What to work on:
[1] In the linear algebra excerpt, how is an ordered basis of a finite dimensional vector space defined?
[2] From the linear algebra excerpt, quote the passage from "Let \(T \in" to "be finite dimensional.".

Document segment:
##############################
Let \(T \in \L(V, W)\). If \(\{\w_1, \dots, \w_n\} \subset W\) is linearly independent, and \(T\) is surjective, with \(T(\v_i) = \w_i\), then the set \(\{\v_1, \dots, \v_n\}\) is also linearly independent. If \(\{\v_1, \dots, \v_n\} \subset V\) is linearly independent, and \(T\) is injective with \(T(\v_i) = \w_i\), then the set \(\{\w_1, \dots, \w_n\}\) is linearly independent. Both follow immediately by applying the linearity of \(T\) on the linear combinations \(\sum \mu_i\v_i\) and \(\sum \lambda_i\w_i\).

If \(T\) is a linear isomorphism, and \(\{\v_1, \dots, \v_n\}\) is a basis of \(V\), then \(\{\w_1, \dots, \w_n\}\) where \(T(\v_i) = \w_i\) is a basis of \(W\). The converse is also true, since \(T^{-1}\) is also a linear isomorphism. Specifically, \(\dim{V} = \dim{W}\), if either one has been shown to be finite dimensional.

Ordered Basis

Let \(V\) be a finite dimensional vector space. An ordered basis of \(V\) is a basis \(\beta\) of \(V\), endowed with a specific order.

We show that any two vector spaces of the same finite dimension (over the same field) are isomorphic. To prove this, suppose \(V\) and \(W\) have the same finite dimension \(n\), and let \(\beta = \{\v_1, \dots \v_n\}\) and \(\gamma = \{\w_1, \dots, \w_n\}\) be ordered bases of them respectively. Define the linear map \(T\colon V \to W\) by first declaring \(\v_i \mapsto \w_i\). Note that since we want \(T\) to be linear, we also require \[ \lambda_1\v_1 + \dots + \lambda_n\v_n \mapsto \lambda_1\w_1 + \dots + \lambda_n\w_n. \] Note that this makes \(T\) well-defined on \(V\). This is because every vector in \(V\) can be written as a linear combination of the basis vectors \(\{\v_i\}\), and uniquely so. Again, \(T\) is also surjective, since any vector in \(W\) can be written as a linear combination of the basis vectors \(\{\w_i\}\), so its pre-image in \(V\) is the linear combination of the basis vectors \(\{\v_i\}\) with the same coefficients. From the Rank-Nullity Theorem, we see that \(T\) must also be injective. Thus, \(T\) is a linear isomorphism.
##############################
Excerpted data:
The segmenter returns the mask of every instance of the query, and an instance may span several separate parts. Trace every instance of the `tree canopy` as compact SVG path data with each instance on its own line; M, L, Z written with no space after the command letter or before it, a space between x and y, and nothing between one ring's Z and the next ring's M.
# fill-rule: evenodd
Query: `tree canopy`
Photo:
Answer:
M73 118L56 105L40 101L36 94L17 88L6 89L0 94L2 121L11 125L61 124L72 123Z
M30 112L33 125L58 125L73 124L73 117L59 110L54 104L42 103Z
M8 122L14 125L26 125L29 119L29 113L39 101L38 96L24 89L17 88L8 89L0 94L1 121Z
##############################
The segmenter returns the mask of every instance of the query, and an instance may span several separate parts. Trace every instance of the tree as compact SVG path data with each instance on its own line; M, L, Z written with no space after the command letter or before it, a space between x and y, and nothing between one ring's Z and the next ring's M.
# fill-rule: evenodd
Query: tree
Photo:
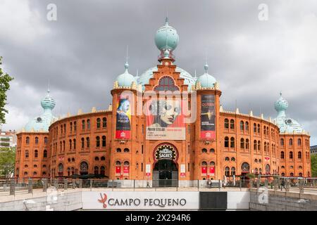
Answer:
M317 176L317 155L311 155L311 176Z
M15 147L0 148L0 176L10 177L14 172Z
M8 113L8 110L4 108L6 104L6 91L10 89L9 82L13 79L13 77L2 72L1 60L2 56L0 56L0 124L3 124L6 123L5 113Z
##############################
Problem solutions:
[1] It is a basis of the space endowed with a specific order.

[2]
Let \(T \in \L(V, W)\). If \(\{\w_1, \dots, \w_n\} \subset W\) is linearly independent, and \(T\) is surjective, with \(T(\v_i) = \w_i\), then the set \(\{\v_1, \dots, \v_n\}\) is also linearly independent. If \(\{\v_1, \dots, \v_n\} \subset V\) is linearly independent, and \(T\) is injective with \(T(\v_i) = \w_i\), then the set \(\{\w_1, \dots, \w_n\}\) is linearly independent. Both follow immediately by applying the linearity of \(T\) on the linear combinations \(\sum \mu_i\v_i\) and \(\sum \lambda_i\w_i\).

If \(T\) is a linear isomorphism, and \(\{\v_1, \dots, \v_n\}\) is a basis of \(V\), then \(\{\w_1, \dots, \w_n\}\) where \(T(\v_i) = \w_i\) is a basis of \(W\). The converse is also true, since \(T^{-1}\) is also a linear isomorphism. Specifically, \(\dim{V} = \dim{W}\), if either one has been shown to be finite dimensional.